------ Extrait

Les gendarmes français ont déclenché lundi en France une vaste opération dans le cadre d'une enquête, touchant également l'Espagne, sur un trafic présumé de viande de chevaux passés par des laboratoires scientifiques avant de se retrouver dans l'assiette du consommateur.

Au moins 21 personnes ont été interpellées à ce stade dans le sud de la France, a indiqué une source proche de l'enquête. Parmi elles, figurent plusieurs négociants en viande, dont l'organisateur présumé du trafic et un proche, au moins trois vétérinaires et un informaticien.

Les investigations visent la commercialisation de viande de chevaux qui auraient auparavant servi à la recherche d'entreprises pharmaceutiques ou de laboratoires ou étaient utilisés dans des centres équestres, selon une source proche de l'enquête.

Selon cette source, des centaines de chevaux, dont certains achetés au géant pharmaceutique Sanofi, ont été vendus pour la consommation après falsification ou escamotage de leurs documents vétérinaires.

------------
------ Données fournies

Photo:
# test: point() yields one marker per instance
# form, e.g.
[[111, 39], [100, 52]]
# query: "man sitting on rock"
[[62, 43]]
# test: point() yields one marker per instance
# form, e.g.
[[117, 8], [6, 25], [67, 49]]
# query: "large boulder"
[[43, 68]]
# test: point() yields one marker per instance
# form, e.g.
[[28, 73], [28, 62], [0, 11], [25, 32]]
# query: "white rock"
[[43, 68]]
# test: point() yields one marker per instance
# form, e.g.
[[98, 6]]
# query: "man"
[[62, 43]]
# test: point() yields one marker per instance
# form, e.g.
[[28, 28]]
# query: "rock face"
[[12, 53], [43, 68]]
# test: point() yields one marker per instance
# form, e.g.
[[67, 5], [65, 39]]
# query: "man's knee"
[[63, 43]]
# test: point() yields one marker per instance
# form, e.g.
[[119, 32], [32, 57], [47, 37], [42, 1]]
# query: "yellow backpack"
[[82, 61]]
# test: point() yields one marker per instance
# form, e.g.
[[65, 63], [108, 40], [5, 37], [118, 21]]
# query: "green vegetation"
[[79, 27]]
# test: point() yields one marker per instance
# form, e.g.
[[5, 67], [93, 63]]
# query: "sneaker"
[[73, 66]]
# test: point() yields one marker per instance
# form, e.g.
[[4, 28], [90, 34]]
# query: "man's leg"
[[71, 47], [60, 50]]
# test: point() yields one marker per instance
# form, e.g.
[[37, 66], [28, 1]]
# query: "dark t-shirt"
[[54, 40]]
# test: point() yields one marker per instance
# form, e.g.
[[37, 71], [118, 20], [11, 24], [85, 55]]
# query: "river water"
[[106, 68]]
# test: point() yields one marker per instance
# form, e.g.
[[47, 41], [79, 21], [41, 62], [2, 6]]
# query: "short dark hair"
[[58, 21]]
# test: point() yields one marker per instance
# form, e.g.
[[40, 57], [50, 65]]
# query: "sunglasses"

------------

__Tâches et exercices__.
(a) D'après l'article sur le trafic de viande de cheval, à quel géant pharmaceutique certains des chevaux avaient-ils été achetés ?
(b) Prolongez l'article sur le trafic de viande de cheval en reprenant juste après sa dernière phrase.

__Réponses dans l'ordre__.
(a) À Sanofi.

(b)
C'est une dénonciation anonyme adressée fin 2012 à une direction locale de protection des populations qui a déclenché l'enquête, aujourd'hui menée dans le cadre d'une enquête judiciaire dirigée par un juge d'instruction de Marseille (sud).

Sanofi Pasteur a indiqué lundi avoir collaboré à l'enquête sur cette «possible fraude» et a précisé avoir revendu «autour de 200 chevaux» depuis trois ans, en général à des écoles vétérinaires, des particuliers et des professionnels.

Ces équidés, «identifiés avec des puces électroniques, pour la traçabilité», ne présentent pas de danger pour la consommation humaine, a assuré un porte-parole de Sanofi Pasteur. Il est précisé dans leur certificat de vente «que ces animaux ne doivent pas intégrer la filière alimentaire, non pas parce qu'il y a un danger, mais par mesure de précaution», a-t-il dit.

Ces chevaux n'étaient pas utilisés par Sanofi Pasteur pour des tests de laboratoire, mais pour fabriquer des médicaments, des «sérums équins purifiés» servant ensuite d'anticorps antirabiques (rage), antitétaniques (tétanos) et antivenimeux.

Lundi matin, une centaine de gendarmes agissant dans le sud de la France, en Languedoc-Roussillon, Provence-Alpes-Côte d'Azur et Midi-Pyrénées, ont interpellé 21 personnes.

Les gendarmes ont notamment arrêté un homme à Narbonne avant de l'emmener sur le site des abattoirs de la ville, a constaté un photographe de l'AFP. C'est précisément un négociant de Narbonne qui est soupçonné d'être l'organisateur du trafic, selon une source proche de l'enquête.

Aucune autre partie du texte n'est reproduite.